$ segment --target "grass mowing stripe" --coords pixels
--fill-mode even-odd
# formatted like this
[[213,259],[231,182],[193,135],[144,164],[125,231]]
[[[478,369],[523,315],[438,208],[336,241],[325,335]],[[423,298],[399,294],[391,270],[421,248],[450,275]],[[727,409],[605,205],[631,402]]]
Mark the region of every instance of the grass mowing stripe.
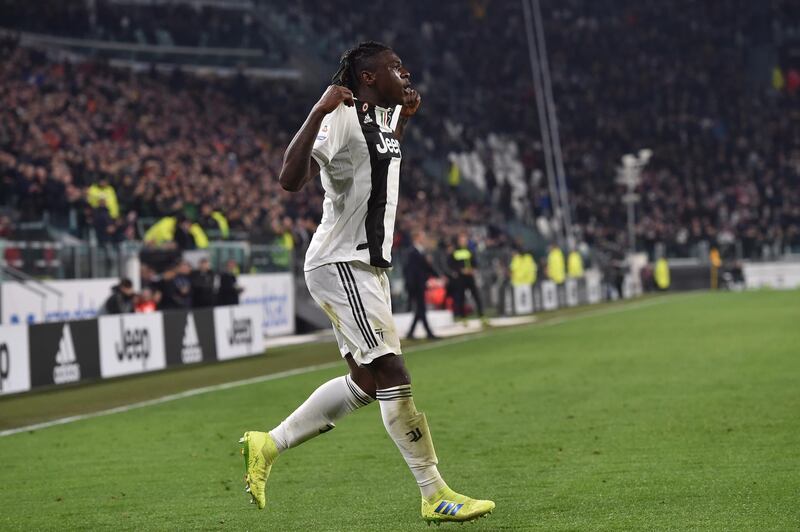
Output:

=-=-=

> **DIRECTIONS**
Reproduce the data above with every "grass mowing stripe" swapped for "turf stripe" and everything else unchanged. Leave out the pictures.

> **RESULT FOR THIS TASK**
$ segment --target "turf stripe" --coords pixels
--fill-mode even-odd
# formatted like this
[[213,259],[231,182],[193,135],[144,164],[125,231]]
[[[478,369],[523,315],[438,208],[336,241],[325,335]],[[423,298],[399,294],[391,270],[421,248],[450,275]],[[727,409],[605,205],[631,402]]]
Mark the region of every instance of the turf stripe.
Output:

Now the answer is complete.